The times appear no longer easy for businesses as every new day comes with bigger operational challenges not only in Nigeria but all over the world.
Many businesses are, in fact, finding it very difficult not only to break even in a world economy that has lost hugely to the Coronavirus pandemic which is ravaging the globe, but even firms which were thought to boast of strong fundamentals are now merely struggling to keep afloat without much deliberate ambition for now. Their recent state of fragility, caused by the devastating effect of Covid-19, has exposed their soft underbelly as most have even jettisoned the pursuit of meeting new and higher targets and projections. The unpleasant situation is also now dragging down profit margins in almost all the sectors of the economy.
Surprisingly, the Food & Beverages sector of the economy which was believed to be in a position to strongly resist the harsh effect of head and tail winds across seasons has presently also succumbed to the corrosive operational environment.
In recent times, the F&B sector, the fast moving consumer goods playground, which has been the toast of many investors, has been facing tough times. Today, investors in the F&B sector are stunned at the weak performances of their companies which had almost always made them smile to the banks in the past. The weak performance of these firms is reflected in the sliding of their top and bottom lines especially that of leaders like Nestle Nigeria Plc and Cadbury Nigeria Plc.
For instance, Nestle Nigeria’s second quarter results show that profit before income tax plunged 16% from N40.436billion in 2019 to N33.862billion in 2020. Its profit also slid in the first quarter of 2020 by 8.1 per cent, showing that profits had eased downwards in two successive quarters this year contrasted against the annual financial result of 2019 when it had most impressively posted a 19 per cent growth in profit.
On its part, a cursory look at Cadbury Nigeria’s half year 2020 performance shows that its revenues had dropped 18 per cent from N19.454billion in year 2019 to N15.917billion in 2020.
The firm’s half year results also revealed that while results from operating activities dropped 20 per cent, profit before tax also declined 20 per cent from N957.055million in 2019 to N766.657million in 2020.
Profit for the period followed the same trend and eased down by 20 per cent from N669.938 million in 2019 to N536.660 million in 2020, while earnings per share also declined 20 per cent from 35.67 kobo to 28.57 kobo.
As for Unilever Nigeria Plc, the second quarter also revealed that it had performed quite woefully as it posted a loss of N1.515billion with revenues dropping by an astounding 40 per cent. In its first quarter ending March 30, 2020, the company’s profit dropped 53.2 per cent while revenues also plunged by 53 per cent.
As if it would be of some comfort for the embattled Food and Beverages sector, keen observers of the economy could also point to some banks whose profit margins have also shrunk; as well as the fact that the jet-setting aviation industry is already having a quite huge operational crisis and is currently laying off huge numbers of staff.
Reportedly, over 30 firms have closed shop in the USA which even has a stronger economic structure even as the situation in Europe is not any better. Businesses in the United Kingdom and many other parts of the world have had their fair share of upheavals, no thanks to the ravaging pandemic which has succeeded at the moment in ensuring the closing down of many otherwise redoubtable firms.

==========

▶ _Exercise brief_: According to the article on Nigeria's food and beverage sector, what loss did Unilever Nigeria Plc post in the second quarter?

==========

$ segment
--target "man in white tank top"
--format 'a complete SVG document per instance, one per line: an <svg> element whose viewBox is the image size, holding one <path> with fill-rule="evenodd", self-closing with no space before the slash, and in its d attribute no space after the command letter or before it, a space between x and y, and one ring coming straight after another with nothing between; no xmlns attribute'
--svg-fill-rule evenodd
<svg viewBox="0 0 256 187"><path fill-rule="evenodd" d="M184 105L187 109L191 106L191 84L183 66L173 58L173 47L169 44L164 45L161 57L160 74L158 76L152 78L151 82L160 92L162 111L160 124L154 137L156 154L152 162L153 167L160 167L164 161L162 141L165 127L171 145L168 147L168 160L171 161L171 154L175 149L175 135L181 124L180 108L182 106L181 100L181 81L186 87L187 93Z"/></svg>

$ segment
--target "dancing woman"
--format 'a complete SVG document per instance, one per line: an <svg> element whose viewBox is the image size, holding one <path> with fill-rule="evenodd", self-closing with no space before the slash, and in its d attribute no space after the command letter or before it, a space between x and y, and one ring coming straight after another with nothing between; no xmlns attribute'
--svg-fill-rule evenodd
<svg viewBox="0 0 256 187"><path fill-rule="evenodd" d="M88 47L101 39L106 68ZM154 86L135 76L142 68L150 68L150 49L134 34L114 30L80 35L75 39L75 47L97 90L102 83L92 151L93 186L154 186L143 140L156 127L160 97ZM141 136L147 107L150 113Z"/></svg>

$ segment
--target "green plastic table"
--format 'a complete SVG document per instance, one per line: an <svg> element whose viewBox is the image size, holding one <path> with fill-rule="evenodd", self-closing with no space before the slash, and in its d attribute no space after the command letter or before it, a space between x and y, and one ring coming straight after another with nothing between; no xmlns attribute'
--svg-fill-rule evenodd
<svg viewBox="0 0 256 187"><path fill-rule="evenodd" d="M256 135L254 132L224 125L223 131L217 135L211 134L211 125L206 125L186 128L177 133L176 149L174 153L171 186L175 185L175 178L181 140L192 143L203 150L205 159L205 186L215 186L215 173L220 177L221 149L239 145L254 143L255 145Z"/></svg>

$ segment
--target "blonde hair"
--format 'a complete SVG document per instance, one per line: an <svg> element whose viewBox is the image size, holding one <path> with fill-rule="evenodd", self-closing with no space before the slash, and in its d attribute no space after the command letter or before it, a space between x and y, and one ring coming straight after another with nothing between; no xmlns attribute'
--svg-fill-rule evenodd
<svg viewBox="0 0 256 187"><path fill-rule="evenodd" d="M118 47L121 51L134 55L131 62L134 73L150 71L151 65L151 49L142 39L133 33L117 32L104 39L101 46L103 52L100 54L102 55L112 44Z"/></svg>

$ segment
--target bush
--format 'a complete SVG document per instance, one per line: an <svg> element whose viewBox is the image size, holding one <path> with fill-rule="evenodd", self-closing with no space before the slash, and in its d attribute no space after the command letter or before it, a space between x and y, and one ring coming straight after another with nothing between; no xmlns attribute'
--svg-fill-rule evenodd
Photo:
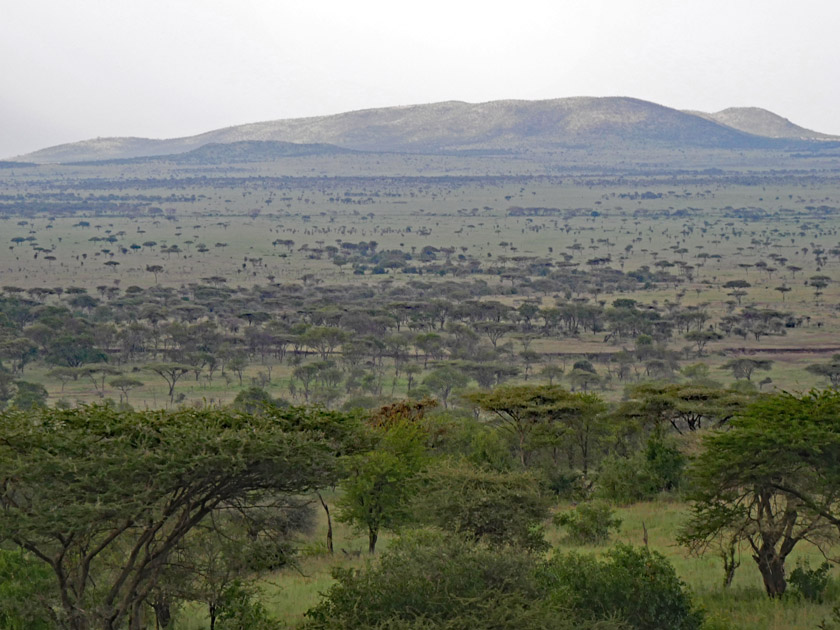
<svg viewBox="0 0 840 630"><path fill-rule="evenodd" d="M0 630L50 630L52 573L19 551L0 550Z"/></svg>
<svg viewBox="0 0 840 630"><path fill-rule="evenodd" d="M217 630L280 630L279 621L271 619L256 599L250 586L235 581L225 589L219 607Z"/></svg>
<svg viewBox="0 0 840 630"><path fill-rule="evenodd" d="M676 490L682 483L686 457L671 441L653 435L645 448L647 469L659 491Z"/></svg>
<svg viewBox="0 0 840 630"><path fill-rule="evenodd" d="M644 453L631 457L610 455L601 462L595 496L618 505L649 501L659 493L658 481Z"/></svg>
<svg viewBox="0 0 840 630"><path fill-rule="evenodd" d="M807 561L799 563L788 578L794 596L821 604L831 582L830 570L828 562L823 562L816 569L812 569Z"/></svg>
<svg viewBox="0 0 840 630"><path fill-rule="evenodd" d="M605 457L595 494L619 505L649 501L680 486L685 464L685 456L676 446L653 436L644 451L630 457Z"/></svg>
<svg viewBox="0 0 840 630"><path fill-rule="evenodd" d="M425 473L417 520L472 540L537 550L547 547L542 522L548 501L524 472L495 472L446 463Z"/></svg>
<svg viewBox="0 0 840 630"><path fill-rule="evenodd" d="M542 576L555 606L589 621L617 615L634 630L699 630L703 623L668 560L644 547L618 545L603 560L557 555Z"/></svg>
<svg viewBox="0 0 840 630"><path fill-rule="evenodd" d="M572 542L584 545L598 545L607 542L610 530L618 531L621 519L603 501L581 503L575 509L562 512L554 522L566 528Z"/></svg>
<svg viewBox="0 0 840 630"><path fill-rule="evenodd" d="M336 569L337 583L306 613L307 630L561 630L542 601L536 561L429 532L397 540L378 564Z"/></svg>
<svg viewBox="0 0 840 630"><path fill-rule="evenodd" d="M587 489L585 478L574 470L563 470L556 466L546 466L542 469L547 489L556 497L567 501L583 501L586 499Z"/></svg>

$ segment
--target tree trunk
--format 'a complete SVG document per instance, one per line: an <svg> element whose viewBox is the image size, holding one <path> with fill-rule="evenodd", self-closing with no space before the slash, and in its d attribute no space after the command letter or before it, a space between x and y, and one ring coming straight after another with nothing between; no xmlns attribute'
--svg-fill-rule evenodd
<svg viewBox="0 0 840 630"><path fill-rule="evenodd" d="M787 588L785 559L773 547L762 546L753 558L764 580L764 589L769 597L781 597Z"/></svg>
<svg viewBox="0 0 840 630"><path fill-rule="evenodd" d="M321 505L324 508L324 512L327 513L327 551L330 552L332 555L333 553L333 542L332 542L332 517L330 516L330 507L327 505L327 502L324 501L324 497L321 496L321 493L318 492L318 500L321 502Z"/></svg>
<svg viewBox="0 0 840 630"><path fill-rule="evenodd" d="M155 610L155 627L168 628L172 622L172 608L169 604L169 598L163 593L158 593L152 608Z"/></svg>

==========

▶ _Solution to this problem_: A loss of N1.515billion, with revenues dropping by 40 per cent.